# [Selected extract]
-----
In a 2013 survey from Forresters 82% of responders said that when choosing between two companies offering product and services for the same price, their decision would be affected by whether a company engaged with charities and its local community.

Whatever your size, the benefits of supporting a charity as part of your corporate social responsibility include:

? Enhance your reputation and create better PR. Partnering with good causes aligns your brand with the cause values, and sharing stories about the relationship makes for interesting reading to stakeholders. It shows you are compassionate, dedicated and this will enhance any business award application.

? Strengthens employee relations. Engaging employees with charitable giving in the workplace can increase their loyalty to the business. A survey of BT employees who supported Sport Relief 2012 found that “100 % thought it was a charity worthy of BT’s support, 94 % said that they were proud to work for BT, 99 % want to stay personally involved and 81 per cent said it had helped them develop new skills”.

? Enhances team building and supports innovation. When raising money together, employees can work across teams, sites and departments to achieve a shared goal. It creates a great sense of unity and encourages communication flow on an informal level.
-----
(Saved entries)
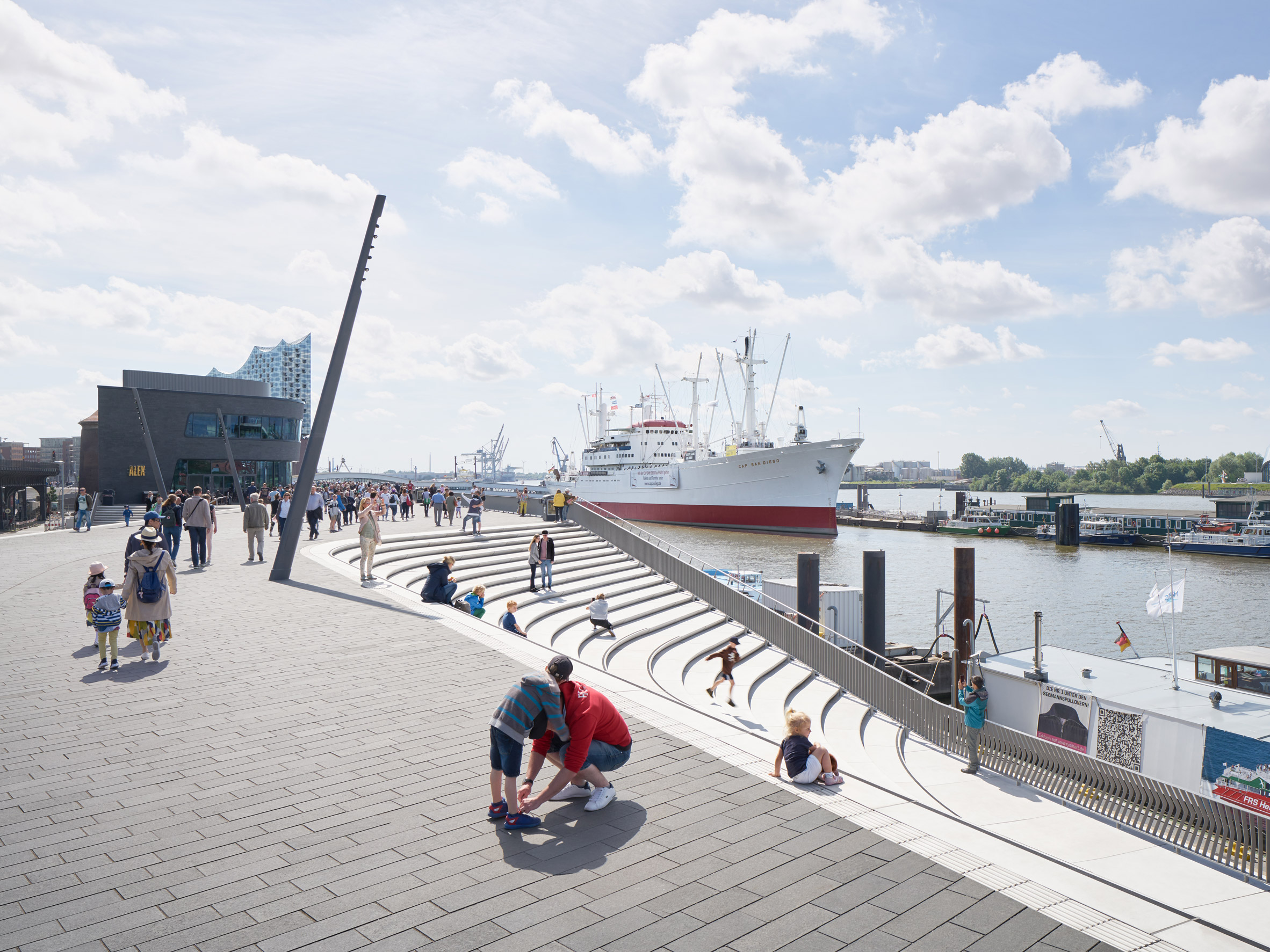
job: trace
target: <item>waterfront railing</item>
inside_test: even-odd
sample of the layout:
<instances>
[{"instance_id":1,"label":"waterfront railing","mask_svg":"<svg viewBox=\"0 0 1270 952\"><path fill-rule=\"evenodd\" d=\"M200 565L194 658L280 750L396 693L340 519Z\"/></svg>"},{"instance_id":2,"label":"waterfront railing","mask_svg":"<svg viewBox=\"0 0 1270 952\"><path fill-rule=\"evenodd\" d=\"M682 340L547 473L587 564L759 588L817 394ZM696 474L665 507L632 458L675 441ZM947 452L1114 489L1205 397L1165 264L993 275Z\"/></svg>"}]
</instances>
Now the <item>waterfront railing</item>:
<instances>
[{"instance_id":1,"label":"waterfront railing","mask_svg":"<svg viewBox=\"0 0 1270 952\"><path fill-rule=\"evenodd\" d=\"M577 503L570 519L611 542L668 581L724 612L770 645L812 668L847 694L880 711L912 734L956 757L965 757L966 732L959 710L892 677L885 659L852 645L845 650L705 572L714 566L592 503ZM781 605L781 608L787 608ZM789 614L798 617L794 609ZM819 626L818 619L804 621ZM897 671L898 675L898 671ZM907 677L914 677L908 674ZM921 679L926 680L926 679ZM1116 826L1162 840L1242 873L1270 881L1270 817L1182 790L1116 764L1050 744L988 721L979 755L991 770L1026 783Z\"/></svg>"}]
</instances>

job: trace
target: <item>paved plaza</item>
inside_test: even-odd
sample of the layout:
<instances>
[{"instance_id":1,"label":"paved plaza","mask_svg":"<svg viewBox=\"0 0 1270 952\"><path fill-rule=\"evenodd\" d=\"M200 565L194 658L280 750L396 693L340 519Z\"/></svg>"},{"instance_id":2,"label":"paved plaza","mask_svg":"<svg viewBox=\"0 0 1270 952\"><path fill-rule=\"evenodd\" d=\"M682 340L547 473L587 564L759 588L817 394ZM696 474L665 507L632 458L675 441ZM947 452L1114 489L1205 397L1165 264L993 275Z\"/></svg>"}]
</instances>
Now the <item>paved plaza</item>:
<instances>
[{"instance_id":1,"label":"paved plaza","mask_svg":"<svg viewBox=\"0 0 1270 952\"><path fill-rule=\"evenodd\" d=\"M610 807L508 833L488 722L525 665L244 538L222 510L212 566L182 551L174 640L117 674L80 586L124 529L0 538L0 948L1110 948L631 716Z\"/></svg>"}]
</instances>

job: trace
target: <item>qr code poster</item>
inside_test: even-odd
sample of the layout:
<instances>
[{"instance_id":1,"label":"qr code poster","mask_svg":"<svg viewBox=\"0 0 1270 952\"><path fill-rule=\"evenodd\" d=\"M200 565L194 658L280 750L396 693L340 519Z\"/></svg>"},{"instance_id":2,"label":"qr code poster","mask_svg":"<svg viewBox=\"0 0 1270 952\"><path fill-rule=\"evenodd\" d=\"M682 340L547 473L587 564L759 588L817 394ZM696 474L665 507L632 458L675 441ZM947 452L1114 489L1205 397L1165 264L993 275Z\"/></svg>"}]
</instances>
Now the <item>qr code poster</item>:
<instances>
[{"instance_id":1,"label":"qr code poster","mask_svg":"<svg viewBox=\"0 0 1270 952\"><path fill-rule=\"evenodd\" d=\"M1057 684L1040 685L1040 716L1036 736L1082 754L1090 753L1093 696Z\"/></svg>"},{"instance_id":2,"label":"qr code poster","mask_svg":"<svg viewBox=\"0 0 1270 952\"><path fill-rule=\"evenodd\" d=\"M1099 706L1097 759L1142 773L1144 715Z\"/></svg>"}]
</instances>

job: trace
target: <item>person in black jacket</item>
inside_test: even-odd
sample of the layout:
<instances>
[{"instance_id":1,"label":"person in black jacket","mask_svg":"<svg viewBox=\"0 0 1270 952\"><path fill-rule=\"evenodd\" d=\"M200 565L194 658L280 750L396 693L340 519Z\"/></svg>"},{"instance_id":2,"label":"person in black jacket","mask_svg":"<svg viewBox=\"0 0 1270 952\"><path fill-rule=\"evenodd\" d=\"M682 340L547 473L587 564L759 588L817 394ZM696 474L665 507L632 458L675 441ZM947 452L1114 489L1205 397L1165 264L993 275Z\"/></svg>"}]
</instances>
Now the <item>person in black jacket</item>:
<instances>
[{"instance_id":1,"label":"person in black jacket","mask_svg":"<svg viewBox=\"0 0 1270 952\"><path fill-rule=\"evenodd\" d=\"M542 588L551 590L551 560L555 559L555 539L542 529L542 538L538 539L538 557L542 560L538 566L542 570Z\"/></svg>"},{"instance_id":2,"label":"person in black jacket","mask_svg":"<svg viewBox=\"0 0 1270 952\"><path fill-rule=\"evenodd\" d=\"M423 600L448 605L455 598L455 592L458 590L455 576L450 574L450 570L455 567L455 557L446 556L439 562L432 562L427 567L428 580L423 583Z\"/></svg>"}]
</instances>

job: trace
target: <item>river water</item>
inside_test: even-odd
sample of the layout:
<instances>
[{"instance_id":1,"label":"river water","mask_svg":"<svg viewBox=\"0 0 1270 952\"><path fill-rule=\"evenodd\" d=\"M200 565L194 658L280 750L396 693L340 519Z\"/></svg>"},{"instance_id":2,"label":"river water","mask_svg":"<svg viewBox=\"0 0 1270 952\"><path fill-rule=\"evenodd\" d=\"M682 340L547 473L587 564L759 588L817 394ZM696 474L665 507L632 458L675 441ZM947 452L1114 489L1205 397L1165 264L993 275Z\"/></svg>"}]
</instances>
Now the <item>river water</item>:
<instances>
[{"instance_id":1,"label":"river water","mask_svg":"<svg viewBox=\"0 0 1270 952\"><path fill-rule=\"evenodd\" d=\"M878 509L895 509L903 494L906 510L951 510L951 494L937 506L937 490L870 490ZM988 494L982 494L987 501ZM993 493L998 503L1022 496ZM855 501L855 491L842 493ZM1212 512L1198 496L1081 496L1087 506ZM1113 548L1081 546L1058 551L1053 542L1011 537L970 539L933 532L895 532L838 527L837 538L789 538L716 529L645 524L720 569L756 569L767 578L791 579L799 552L820 553L820 580L860 585L861 552L886 552L886 640L919 645L935 636L935 590L952 590L952 548L975 550L975 594L989 600L988 617L1002 651L1030 647L1033 612L1044 613L1048 645L1120 656L1116 621L1143 655L1167 655L1165 626L1147 618L1146 603L1156 583L1167 584L1170 559L1162 547ZM1265 560L1270 562L1270 560ZM1176 616L1179 660L1189 663L1195 649L1270 645L1270 565L1262 560L1173 553L1176 578L1186 579L1184 612ZM947 604L947 600L945 600ZM950 616L951 618L951 616ZM949 632L952 625L947 623ZM989 647L987 627L979 646ZM947 642L945 642L946 645Z\"/></svg>"}]
</instances>

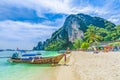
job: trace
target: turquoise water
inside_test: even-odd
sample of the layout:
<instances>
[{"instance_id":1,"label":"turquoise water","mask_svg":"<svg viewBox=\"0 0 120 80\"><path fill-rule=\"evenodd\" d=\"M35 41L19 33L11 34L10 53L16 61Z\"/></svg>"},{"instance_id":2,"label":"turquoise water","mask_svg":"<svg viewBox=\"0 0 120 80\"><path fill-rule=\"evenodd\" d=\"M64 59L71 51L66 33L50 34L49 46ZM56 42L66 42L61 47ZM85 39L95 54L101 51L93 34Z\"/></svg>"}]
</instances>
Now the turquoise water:
<instances>
[{"instance_id":1,"label":"turquoise water","mask_svg":"<svg viewBox=\"0 0 120 80\"><path fill-rule=\"evenodd\" d=\"M13 51L0 52L0 57L8 57L12 53ZM57 52L40 51L40 53L44 57L58 55ZM48 64L16 64L7 60L8 58L0 58L0 80L47 80L54 71L54 67Z\"/></svg>"}]
</instances>

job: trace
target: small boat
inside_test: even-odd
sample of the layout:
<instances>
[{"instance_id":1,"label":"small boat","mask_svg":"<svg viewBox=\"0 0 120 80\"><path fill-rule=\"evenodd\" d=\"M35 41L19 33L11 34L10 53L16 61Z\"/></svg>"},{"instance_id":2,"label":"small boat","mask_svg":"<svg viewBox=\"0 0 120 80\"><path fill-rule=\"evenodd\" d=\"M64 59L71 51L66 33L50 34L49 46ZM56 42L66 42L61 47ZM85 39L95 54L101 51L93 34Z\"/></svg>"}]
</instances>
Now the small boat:
<instances>
[{"instance_id":1,"label":"small boat","mask_svg":"<svg viewBox=\"0 0 120 80\"><path fill-rule=\"evenodd\" d=\"M30 63L30 64L58 64L63 58L63 54L53 57L29 57L29 58L10 58L9 62Z\"/></svg>"},{"instance_id":2,"label":"small boat","mask_svg":"<svg viewBox=\"0 0 120 80\"><path fill-rule=\"evenodd\" d=\"M70 54L71 51L70 51L70 50L60 50L60 51L58 51L58 53L66 53L66 54Z\"/></svg>"}]
</instances>

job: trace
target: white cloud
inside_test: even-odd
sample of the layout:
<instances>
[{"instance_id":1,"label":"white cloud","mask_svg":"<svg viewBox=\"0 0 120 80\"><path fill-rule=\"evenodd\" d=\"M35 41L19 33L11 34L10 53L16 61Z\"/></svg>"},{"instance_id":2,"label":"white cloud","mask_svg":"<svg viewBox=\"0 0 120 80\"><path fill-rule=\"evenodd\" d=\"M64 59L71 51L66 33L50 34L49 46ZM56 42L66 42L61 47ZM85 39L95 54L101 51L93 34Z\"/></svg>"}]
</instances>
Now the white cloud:
<instances>
[{"instance_id":1,"label":"white cloud","mask_svg":"<svg viewBox=\"0 0 120 80\"><path fill-rule=\"evenodd\" d=\"M16 46L32 49L38 41L46 40L58 28L19 21L1 21L0 43L7 48L15 48ZM3 48L3 46L0 46L0 48Z\"/></svg>"},{"instance_id":2,"label":"white cloud","mask_svg":"<svg viewBox=\"0 0 120 80\"><path fill-rule=\"evenodd\" d=\"M74 0L2 0L3 3L17 7L26 7L34 9L38 16L44 17L44 13L62 13L62 14L76 14L76 13L98 13L105 14L107 11L101 7L94 7L90 4L82 6L73 6Z\"/></svg>"}]
</instances>

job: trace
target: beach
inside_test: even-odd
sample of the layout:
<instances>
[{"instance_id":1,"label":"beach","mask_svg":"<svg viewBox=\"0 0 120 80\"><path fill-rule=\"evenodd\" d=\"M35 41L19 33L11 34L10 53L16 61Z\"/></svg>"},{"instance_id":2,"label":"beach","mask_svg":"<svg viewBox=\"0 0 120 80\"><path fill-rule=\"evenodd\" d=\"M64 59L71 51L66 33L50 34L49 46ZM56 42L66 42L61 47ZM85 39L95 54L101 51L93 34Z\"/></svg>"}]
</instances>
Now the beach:
<instances>
[{"instance_id":1,"label":"beach","mask_svg":"<svg viewBox=\"0 0 120 80\"><path fill-rule=\"evenodd\" d=\"M56 68L56 80L120 80L119 53L72 51L67 65Z\"/></svg>"}]
</instances>

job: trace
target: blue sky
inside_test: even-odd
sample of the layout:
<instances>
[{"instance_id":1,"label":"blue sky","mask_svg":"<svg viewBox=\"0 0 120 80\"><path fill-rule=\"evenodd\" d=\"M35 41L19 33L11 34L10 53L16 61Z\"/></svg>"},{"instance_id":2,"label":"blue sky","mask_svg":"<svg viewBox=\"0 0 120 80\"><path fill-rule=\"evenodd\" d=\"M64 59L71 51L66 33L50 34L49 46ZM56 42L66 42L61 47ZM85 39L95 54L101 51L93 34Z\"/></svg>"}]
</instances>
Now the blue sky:
<instances>
[{"instance_id":1,"label":"blue sky","mask_svg":"<svg viewBox=\"0 0 120 80\"><path fill-rule=\"evenodd\" d=\"M0 0L0 49L32 49L77 13L120 24L120 0Z\"/></svg>"}]
</instances>

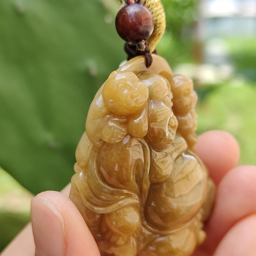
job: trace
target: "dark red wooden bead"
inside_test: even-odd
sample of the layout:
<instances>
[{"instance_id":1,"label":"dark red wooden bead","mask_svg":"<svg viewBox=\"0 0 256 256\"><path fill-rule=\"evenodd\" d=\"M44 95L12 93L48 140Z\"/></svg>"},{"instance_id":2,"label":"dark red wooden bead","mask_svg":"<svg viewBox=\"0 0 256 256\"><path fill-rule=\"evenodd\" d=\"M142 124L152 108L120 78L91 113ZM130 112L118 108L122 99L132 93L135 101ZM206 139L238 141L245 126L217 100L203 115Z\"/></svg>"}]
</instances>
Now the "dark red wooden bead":
<instances>
[{"instance_id":1,"label":"dark red wooden bead","mask_svg":"<svg viewBox=\"0 0 256 256\"><path fill-rule=\"evenodd\" d=\"M154 21L147 8L138 4L128 5L116 15L115 26L118 35L128 42L136 44L146 40L154 29Z\"/></svg>"}]
</instances>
-----
# [Questions]
A - In the text on corporate charity support, what percentage of surveyed BT employees said they were proud to work for BT?
B - Rewrite the text on corporate charity support from "In a 2013 survey" up to and including "its local community.", replacing "responders" with "respondents".

# [Solved tasks]
A - 94%

B -
In a 2013 survey from Forresters 82% of respondents said that when choosing between two companies offering product and services for the same price, their decision would be affected by whether a company engaged with charities and its local community.